Por cierto que una discusión con respecto a cómo se conciben los ancianatos se da en Los Soprano, cuando Tony quiere internar a su madre, Livia, pues argumenta que esta no puede cuidarse sola. El Green Grove, un lugar carísimo que sólo podría pagar alguien como Tony y sus socios, algunos de los cuales también tienen a sus madres allí, recibe dos nombres dependiendo de la perspectiva de los familiares: quienes lo consideran un lugar de abandono lo llaman nursing home, mientras que quienes lo ven como lugar privilegiado, prácticamente un club, le dicen retirement community). 

Tía Rosa sobrevivió apenas un par de semanas en el costoso ancianato, por lo que, en últimas, no representó un gasto mayor. Simplemente su salud había empeorado, y no había más explicaciones. Entonces enterraron a Tía Rosa, y la hija se dio golpes de pecho, aunque no sin decir que había llegado a esa decisión como recurso desesperado. 

Ante esos dos casos, la discusión está siempre perdida. Los ancianatos son los peores lugares del mundo. Y no lo sabemos, puede que sí. A menos que uno logre sobrevivir a esos días que parecen tenerle programados para agonizar y hasta se acostumbre, como Berta, entrañable personaje de El agente topo. Mas esto no parece ser lo más usual, porque para seguir viviendo, lo esencial es tener al menos una motivación. Y cuando uno ve que su familia lo lleva a un lugar de esos y se despide, cual primer día de colegio, pero sin la esperanza de que vuelvan por uno al finalizar el día, ni al siguiente, ni nunca, es probable que las pocas ganas de vivir terminen por extinguirse.

# [Tarea 1]
Enumera todos los personajes o personas que el texto menciona por su nombre.
# [Tarea 2]
Copia del texto, por favor, el pasaje que va de "Tía Rosa sobrevivió" a "como recurso desesperado.", ambos incluidos.
Los datos siguientes son un material independiente del texto.

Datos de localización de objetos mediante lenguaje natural
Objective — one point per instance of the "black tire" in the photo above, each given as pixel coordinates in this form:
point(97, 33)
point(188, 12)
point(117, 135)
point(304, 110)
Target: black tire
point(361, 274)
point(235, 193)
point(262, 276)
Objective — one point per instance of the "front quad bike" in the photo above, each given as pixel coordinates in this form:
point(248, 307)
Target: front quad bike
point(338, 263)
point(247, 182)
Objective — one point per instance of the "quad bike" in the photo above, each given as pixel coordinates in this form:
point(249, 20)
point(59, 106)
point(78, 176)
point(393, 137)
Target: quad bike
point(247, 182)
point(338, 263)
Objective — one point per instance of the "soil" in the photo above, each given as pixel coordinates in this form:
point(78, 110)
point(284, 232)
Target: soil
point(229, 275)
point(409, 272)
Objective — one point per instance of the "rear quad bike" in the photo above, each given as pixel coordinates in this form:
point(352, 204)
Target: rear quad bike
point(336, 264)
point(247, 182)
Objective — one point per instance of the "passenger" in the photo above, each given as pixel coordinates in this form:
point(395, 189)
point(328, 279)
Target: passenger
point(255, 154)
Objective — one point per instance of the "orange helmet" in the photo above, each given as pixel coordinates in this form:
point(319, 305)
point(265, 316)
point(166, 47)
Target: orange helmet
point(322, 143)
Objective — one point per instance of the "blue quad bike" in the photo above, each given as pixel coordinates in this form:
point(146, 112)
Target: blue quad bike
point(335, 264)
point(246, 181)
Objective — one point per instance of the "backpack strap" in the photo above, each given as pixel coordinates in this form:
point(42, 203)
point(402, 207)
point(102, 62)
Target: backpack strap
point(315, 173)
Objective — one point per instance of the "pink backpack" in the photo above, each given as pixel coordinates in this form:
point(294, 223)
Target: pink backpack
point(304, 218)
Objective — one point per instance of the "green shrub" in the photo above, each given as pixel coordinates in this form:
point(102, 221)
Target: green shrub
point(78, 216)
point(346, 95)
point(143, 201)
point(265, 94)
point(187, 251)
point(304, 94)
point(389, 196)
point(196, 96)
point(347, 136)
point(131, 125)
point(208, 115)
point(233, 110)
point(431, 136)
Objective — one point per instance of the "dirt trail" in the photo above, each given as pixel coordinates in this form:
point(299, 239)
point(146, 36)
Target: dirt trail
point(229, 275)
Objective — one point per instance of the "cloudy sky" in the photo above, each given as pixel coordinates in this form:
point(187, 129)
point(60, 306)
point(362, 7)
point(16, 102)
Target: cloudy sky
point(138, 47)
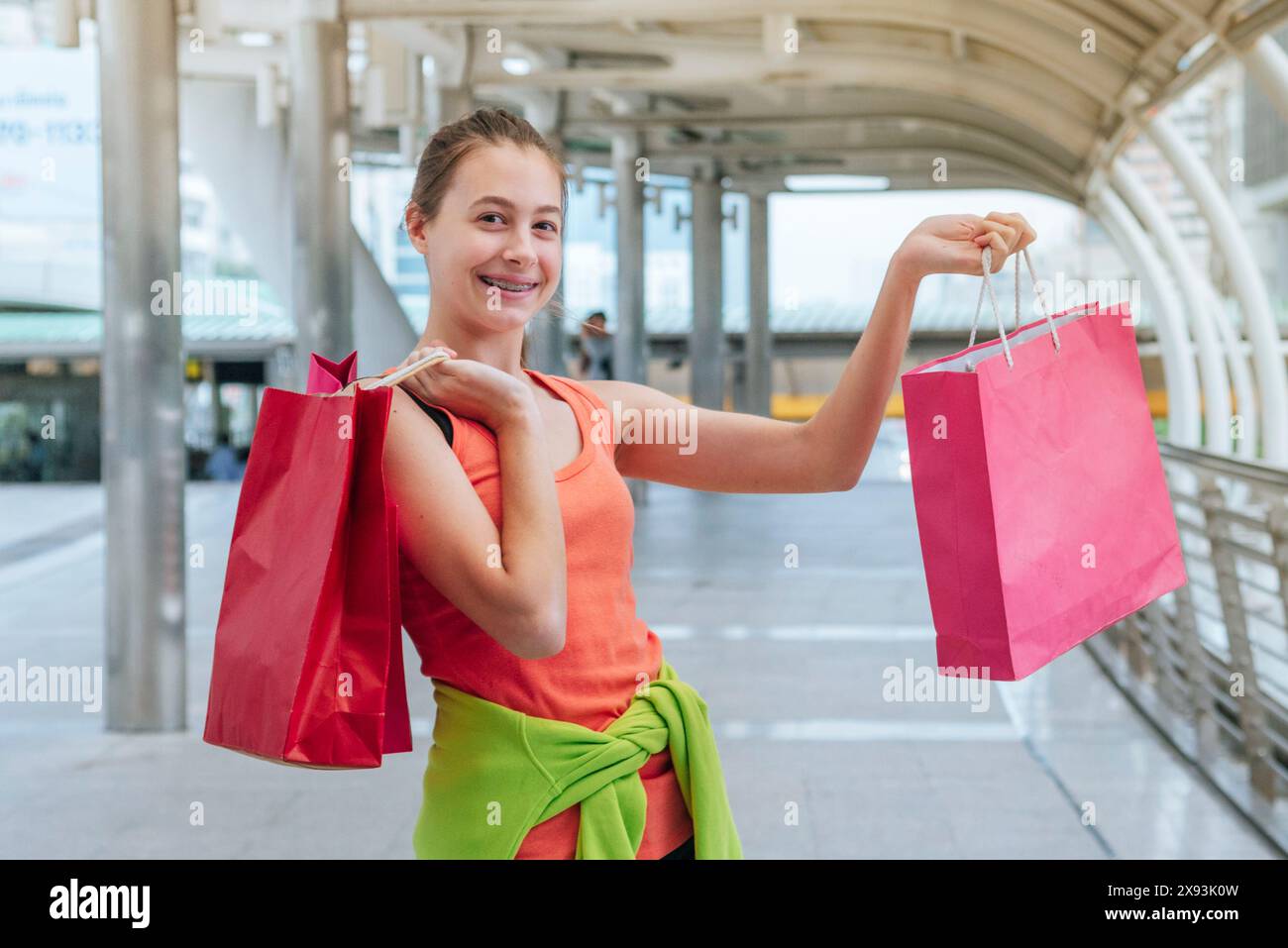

# [Respuesta esperada 1]
Tony, Livia, Tía Rosa, Berta

# [Respuesta esperada 2]
Tía Rosa sobrevivió apenas un par de semanas en el costoso ancianato, por lo que, en últimas, no representó un gasto mayor. Simplemente su salud había empeorado, y no había más explicaciones. Entonces enterraron a Tía Rosa, y la hija se dio golpes de pecho, aunque no sin decir que había llegado a esa decisión como recurso desesperado.